Через три недели Леонид Александрович поправился настолько, что мог быть эвакуирован в глубокий тыл для полного выздоровления. Конечно, он предпочел долечиваться у нас. А затем, учитывая тяжесть ранения Ювенского, повлекшую за собой ограниченную годность к военной службе, командование Санитарного управления фронта сочло возможным использовать его в нашем госпитале в качестве ординатора хирургического отделения. Вот и трудились они потом вместе, Савогина и Ювенский, делая для раненых все, что было в их силах.
Естественно, мысли Леонида Александровича еще не раз обращались к его фронтовой одиссее. Как-то ночью, после благополучного окончания довольно долгой операции, во время которой Ювенский был моим ассистентом, он поведал мне об одном случае, который пережил недавно, сразу же после ранения.
— Лежу я у дороги после той беды, — рассказывал Ювенский, — и вижу в полузабытьи как наяву свою жену. Она в праздничном наряде, вокруг весело, кружатся пары, кто-то играет на скрипке. Мне чудится, что я улыбаюсь… и вдруг слышу стоны неподалеку. Виденье исчезло, но сил мне оно прибавило. Ползу на стоны, хоть сам чуть не плачу от боли. Вижу: лежат в пыли трое раненых бойцов, служивших в одном со мной полку. Запекшимися губами молят воды. «Помрем без воды», — говорят, задыхаясь. «Сейчас, братцы», — тихо отвечаю. Протянул свою флягу тому, кто лежал справа, — он, я видел, особенно истомился. А во фляге воды на донышке. Взял боец флягу, подержал в руке, словно взвешивая, заглянул в нее, но ко рту не поднес, видимо, побоялся, что сам все выпьет, другим не оставит, и отдал флягу соседу. Тот, с окровавленной повязкой на голове, совсем молоденький, чуть-чуть прижался щекой к фляге и передал ее третьему. Третий, уже пожилой солдат, тоже не стал пить. С трудом, чуть приподнявшись на локте, оглядел всех нас теплыми глазами и вернул флягу мне. Но я, конечно, не успокоился, благо вспомнил, что видел перед ранением небольшой ручеек поблизости. Как дополз до него — не знаю, но дополз туда и обратно. Напоил своих дружков, молодой даже заулыбался. А немного погодя, еще засветло, попали мы вместе в медсанбат и, представьте себе, все выжили на страх врагу!

Записи набора данных:
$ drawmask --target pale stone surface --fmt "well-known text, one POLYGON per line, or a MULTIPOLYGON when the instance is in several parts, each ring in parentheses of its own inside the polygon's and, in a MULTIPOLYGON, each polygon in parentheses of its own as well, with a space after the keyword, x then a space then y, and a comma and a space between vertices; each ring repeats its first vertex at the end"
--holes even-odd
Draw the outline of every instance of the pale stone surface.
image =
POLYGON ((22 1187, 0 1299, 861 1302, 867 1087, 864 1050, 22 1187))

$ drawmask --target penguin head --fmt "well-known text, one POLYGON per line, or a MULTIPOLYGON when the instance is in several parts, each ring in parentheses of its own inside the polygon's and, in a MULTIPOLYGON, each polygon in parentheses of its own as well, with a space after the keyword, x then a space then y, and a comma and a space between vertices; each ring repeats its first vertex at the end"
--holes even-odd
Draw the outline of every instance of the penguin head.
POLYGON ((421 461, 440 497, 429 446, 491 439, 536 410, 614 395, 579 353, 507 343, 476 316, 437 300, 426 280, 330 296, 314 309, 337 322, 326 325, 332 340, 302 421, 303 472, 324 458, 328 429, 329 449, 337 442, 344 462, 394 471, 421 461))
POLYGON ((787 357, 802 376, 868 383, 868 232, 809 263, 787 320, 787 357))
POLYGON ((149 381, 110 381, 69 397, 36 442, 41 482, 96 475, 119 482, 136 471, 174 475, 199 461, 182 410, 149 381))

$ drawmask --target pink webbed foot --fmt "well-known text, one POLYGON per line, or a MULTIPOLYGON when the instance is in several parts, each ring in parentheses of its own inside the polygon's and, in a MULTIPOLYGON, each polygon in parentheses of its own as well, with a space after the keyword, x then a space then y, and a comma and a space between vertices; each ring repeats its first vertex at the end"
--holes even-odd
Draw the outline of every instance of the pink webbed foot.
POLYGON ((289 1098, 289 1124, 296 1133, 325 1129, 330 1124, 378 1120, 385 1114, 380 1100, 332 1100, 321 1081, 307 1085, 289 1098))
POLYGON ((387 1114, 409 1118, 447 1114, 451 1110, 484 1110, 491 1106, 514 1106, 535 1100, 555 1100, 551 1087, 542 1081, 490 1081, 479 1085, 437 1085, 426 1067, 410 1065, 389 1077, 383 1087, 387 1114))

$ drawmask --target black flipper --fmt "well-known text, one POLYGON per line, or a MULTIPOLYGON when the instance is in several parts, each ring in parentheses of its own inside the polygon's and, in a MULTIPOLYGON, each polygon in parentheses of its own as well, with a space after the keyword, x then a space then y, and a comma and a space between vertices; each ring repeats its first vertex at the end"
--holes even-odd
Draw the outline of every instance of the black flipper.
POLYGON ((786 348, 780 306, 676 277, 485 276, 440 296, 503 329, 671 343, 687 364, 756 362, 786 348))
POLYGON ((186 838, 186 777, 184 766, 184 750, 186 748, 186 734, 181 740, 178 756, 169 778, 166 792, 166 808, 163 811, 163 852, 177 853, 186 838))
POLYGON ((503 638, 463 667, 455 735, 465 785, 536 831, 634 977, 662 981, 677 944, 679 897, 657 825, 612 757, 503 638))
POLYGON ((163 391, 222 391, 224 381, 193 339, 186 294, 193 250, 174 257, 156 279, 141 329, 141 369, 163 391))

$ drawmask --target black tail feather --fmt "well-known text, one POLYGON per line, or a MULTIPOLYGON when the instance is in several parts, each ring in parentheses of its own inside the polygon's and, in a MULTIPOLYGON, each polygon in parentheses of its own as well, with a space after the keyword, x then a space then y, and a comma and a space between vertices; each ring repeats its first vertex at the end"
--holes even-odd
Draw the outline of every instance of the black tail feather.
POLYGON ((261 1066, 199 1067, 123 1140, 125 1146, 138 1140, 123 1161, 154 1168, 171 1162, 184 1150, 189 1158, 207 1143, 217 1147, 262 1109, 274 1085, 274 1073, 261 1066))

● **Инструкции к заданиям**
• a. Кратко перескажите абзац воспоминаний о Ювенском, начинающийся словами «Через три недели», сохранив его основные факты.
• b. Напишите, что могло бы идти дальше в воспоминаниях о Ювенском, начиная сразу после последнего предложения.
Список представляет собой отдельный материал, не связанный с воспоминаниями о Ювенском.

● **Ответы**
• a. Через три недели Леонид Александрович поправился настолько, что его можно было эвакуировать в глубокий тыл, но он предпочел долечиваться в этом госпитале. Из-за тяжелого ранения он стал ограниченно годным к военной службе, и командование Санитарного управления фронта оставило его в госпитале ординатором хирургического отделения. Там Ювенский и Савогина вместе работали, делая для раненых все, что могли.

• b.
— И чем вы все это объясняете? — спрашиваю.
— Разве не ясно? — удивился Леонид Александрович. — Сила дружбы и товарищества — вот что поддерживает и спасает человека в самых критических ситуациях.
— Так-то оно так, да подобрали вас все же полковые санитары, остановили кровотечение, перевязали и отправили в медсанбат, потом вас выхаживали в полевом хирургическом госпитале и в нашем.
Тут он взглянул на меня с таким недоумением в своих ясных глазах, что я почувствовал себя стариком рядом с ним, хотя нас разделяли лишь два года.
— Но это же само собой разумеется!
— Если бы еще и само собой делалось, — ответил я и дружески посоветовал: — Отправляйтесь-ка лучше на боковую, дорогой мой, уже третий час. А утром завтра, вернее, сегодня очередная летучка…
Впрочем, утром нам было не до совещания по текущим делам — неожиданно нагрянули фашистские самолеты. Обычно они появлялись в нашем районе в вечерние сумерки или вовсе ночью. После бомбежки к нам привезли немало раненых.
Наш госпиталь давно свыкся с такими «воздушными процедурами», как мы называли налеты авиации врага, и отработанный ритуал действий, требовавшийся от медперсонала в подобных случаях, сразу же вступал в силу. Лежачих раненых относили на носилках в большой подвал, служивший бомбоубежищем. Учитывая такую необходимость, мы отвели для тяжелораненых средние этажи госпитального здания — второй и третий. Многие легкораненые помогали медикам в авральных маневрах, но, скажем прямо, не без расчета увильнуть самим от эвакуации в бомбоубежище, что в большинстве случаев им, увы, не удавалось.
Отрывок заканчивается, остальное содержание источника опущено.